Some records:
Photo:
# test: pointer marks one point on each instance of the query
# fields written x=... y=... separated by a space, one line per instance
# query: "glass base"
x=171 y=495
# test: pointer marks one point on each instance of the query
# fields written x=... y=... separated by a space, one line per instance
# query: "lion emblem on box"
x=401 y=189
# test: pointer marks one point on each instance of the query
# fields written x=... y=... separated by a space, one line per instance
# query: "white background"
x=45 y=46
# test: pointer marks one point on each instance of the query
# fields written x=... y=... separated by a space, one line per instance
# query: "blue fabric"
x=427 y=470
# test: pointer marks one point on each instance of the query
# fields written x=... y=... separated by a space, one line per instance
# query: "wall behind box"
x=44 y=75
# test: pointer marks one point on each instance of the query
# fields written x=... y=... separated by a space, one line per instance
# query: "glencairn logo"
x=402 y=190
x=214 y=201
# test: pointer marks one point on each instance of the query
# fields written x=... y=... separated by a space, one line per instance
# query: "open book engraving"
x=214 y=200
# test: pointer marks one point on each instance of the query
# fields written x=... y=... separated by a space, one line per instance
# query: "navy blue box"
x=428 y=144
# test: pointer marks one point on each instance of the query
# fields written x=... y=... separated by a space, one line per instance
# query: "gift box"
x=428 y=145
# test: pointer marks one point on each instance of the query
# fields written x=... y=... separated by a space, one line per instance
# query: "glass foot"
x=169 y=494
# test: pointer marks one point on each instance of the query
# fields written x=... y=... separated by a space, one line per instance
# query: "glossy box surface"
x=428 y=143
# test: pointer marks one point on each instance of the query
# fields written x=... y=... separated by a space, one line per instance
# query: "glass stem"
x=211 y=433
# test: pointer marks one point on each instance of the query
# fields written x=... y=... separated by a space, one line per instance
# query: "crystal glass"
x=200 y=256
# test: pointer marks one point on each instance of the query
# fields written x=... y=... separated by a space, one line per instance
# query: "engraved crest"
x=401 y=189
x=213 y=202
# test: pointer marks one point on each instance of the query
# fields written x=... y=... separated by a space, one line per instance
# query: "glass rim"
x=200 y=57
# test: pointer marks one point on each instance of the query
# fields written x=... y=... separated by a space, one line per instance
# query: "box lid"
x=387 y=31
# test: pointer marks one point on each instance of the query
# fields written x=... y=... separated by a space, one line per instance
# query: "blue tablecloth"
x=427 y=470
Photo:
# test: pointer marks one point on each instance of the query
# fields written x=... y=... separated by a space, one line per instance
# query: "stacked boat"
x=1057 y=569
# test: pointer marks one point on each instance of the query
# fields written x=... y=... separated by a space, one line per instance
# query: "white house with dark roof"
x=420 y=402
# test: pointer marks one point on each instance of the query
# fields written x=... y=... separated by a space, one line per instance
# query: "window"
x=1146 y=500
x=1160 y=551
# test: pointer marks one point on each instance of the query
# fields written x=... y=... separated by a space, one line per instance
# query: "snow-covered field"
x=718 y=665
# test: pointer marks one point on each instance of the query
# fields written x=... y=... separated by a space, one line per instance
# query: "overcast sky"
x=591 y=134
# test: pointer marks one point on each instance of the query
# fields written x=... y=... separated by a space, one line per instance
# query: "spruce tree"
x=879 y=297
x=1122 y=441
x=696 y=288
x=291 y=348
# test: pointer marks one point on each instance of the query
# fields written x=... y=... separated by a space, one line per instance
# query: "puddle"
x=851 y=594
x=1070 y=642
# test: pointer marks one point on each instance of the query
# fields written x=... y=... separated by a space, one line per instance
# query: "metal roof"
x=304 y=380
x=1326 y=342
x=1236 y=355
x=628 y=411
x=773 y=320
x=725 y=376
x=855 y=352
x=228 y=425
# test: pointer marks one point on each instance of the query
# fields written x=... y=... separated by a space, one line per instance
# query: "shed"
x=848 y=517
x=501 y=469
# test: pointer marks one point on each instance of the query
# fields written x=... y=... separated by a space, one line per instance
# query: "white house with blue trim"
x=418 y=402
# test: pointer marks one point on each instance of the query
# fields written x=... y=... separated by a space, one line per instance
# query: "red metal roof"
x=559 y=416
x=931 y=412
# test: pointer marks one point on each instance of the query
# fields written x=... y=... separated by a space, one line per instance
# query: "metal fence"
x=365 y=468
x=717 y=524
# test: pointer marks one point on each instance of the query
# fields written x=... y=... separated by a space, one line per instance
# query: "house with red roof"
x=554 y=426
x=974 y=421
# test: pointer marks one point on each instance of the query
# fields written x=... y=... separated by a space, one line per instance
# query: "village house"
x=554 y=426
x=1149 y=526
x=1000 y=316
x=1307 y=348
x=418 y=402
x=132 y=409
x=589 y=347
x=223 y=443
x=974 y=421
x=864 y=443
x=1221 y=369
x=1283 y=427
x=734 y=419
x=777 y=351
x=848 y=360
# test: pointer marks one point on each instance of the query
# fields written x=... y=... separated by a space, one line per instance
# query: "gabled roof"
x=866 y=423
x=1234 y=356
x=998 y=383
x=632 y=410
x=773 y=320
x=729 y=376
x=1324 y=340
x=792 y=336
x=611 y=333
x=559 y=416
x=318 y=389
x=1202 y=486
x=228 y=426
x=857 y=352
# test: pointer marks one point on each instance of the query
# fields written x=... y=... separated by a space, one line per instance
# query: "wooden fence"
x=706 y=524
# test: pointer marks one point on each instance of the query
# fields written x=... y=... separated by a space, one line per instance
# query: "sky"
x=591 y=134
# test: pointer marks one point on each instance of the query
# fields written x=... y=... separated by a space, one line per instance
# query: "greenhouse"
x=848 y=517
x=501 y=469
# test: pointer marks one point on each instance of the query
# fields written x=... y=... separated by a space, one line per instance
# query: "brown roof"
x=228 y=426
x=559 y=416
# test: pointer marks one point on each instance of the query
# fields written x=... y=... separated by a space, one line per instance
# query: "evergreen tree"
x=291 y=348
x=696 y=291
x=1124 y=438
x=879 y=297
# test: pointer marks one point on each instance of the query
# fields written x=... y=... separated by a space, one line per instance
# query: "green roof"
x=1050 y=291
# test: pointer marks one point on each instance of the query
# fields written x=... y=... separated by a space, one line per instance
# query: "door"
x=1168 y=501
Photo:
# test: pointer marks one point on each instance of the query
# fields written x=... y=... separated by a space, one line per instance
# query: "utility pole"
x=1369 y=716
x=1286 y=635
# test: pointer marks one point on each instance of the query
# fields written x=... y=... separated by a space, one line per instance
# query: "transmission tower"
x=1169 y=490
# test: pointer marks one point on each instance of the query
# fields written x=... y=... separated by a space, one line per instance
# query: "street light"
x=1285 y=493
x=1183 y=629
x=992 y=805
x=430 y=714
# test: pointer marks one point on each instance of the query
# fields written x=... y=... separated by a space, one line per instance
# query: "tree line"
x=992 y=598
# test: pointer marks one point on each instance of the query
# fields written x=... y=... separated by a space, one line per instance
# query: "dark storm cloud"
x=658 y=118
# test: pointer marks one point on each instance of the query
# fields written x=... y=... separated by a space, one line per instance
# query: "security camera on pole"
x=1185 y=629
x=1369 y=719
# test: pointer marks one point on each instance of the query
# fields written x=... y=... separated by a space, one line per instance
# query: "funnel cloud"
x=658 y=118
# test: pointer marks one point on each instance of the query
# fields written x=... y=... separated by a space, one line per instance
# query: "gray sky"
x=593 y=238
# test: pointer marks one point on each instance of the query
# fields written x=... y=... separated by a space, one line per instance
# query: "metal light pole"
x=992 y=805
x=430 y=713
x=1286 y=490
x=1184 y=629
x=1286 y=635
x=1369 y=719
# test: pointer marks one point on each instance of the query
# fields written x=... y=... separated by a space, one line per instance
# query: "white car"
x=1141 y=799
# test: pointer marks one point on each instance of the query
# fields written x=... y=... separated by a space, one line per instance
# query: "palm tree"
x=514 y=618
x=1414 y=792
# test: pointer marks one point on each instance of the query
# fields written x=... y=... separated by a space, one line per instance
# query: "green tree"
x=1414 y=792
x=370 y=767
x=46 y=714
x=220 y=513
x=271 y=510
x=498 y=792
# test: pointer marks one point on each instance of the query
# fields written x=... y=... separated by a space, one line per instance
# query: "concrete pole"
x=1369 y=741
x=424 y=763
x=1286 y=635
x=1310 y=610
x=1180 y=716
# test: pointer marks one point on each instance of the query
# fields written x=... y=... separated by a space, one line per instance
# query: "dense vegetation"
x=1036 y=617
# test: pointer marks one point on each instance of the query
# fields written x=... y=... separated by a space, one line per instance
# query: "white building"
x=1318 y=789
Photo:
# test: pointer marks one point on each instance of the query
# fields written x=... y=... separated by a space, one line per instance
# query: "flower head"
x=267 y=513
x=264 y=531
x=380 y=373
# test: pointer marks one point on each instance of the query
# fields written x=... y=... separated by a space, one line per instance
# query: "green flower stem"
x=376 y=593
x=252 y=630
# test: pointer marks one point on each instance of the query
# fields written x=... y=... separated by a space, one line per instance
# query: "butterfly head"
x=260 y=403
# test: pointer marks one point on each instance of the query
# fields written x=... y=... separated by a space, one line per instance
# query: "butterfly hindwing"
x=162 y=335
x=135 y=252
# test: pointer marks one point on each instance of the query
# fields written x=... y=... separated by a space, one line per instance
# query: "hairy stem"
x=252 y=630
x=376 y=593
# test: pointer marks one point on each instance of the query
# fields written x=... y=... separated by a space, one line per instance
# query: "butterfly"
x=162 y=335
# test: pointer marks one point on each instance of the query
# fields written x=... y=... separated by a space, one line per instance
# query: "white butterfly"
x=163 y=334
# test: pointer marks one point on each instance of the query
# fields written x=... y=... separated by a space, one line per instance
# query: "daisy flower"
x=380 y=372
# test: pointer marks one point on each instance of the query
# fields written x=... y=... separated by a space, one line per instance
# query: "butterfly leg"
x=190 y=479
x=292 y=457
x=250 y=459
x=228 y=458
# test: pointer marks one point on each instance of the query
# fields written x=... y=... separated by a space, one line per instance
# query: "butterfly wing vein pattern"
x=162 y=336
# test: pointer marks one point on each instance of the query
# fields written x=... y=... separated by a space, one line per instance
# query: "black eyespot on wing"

*SHORT EXERCISE*: Locate every line in the items above that contains the string "stem" and copy each of those lines. Case counts.

*COMPLETED TASK*:
# query: "glass stem"
# query: "green flower stem"
# query: "hairy stem"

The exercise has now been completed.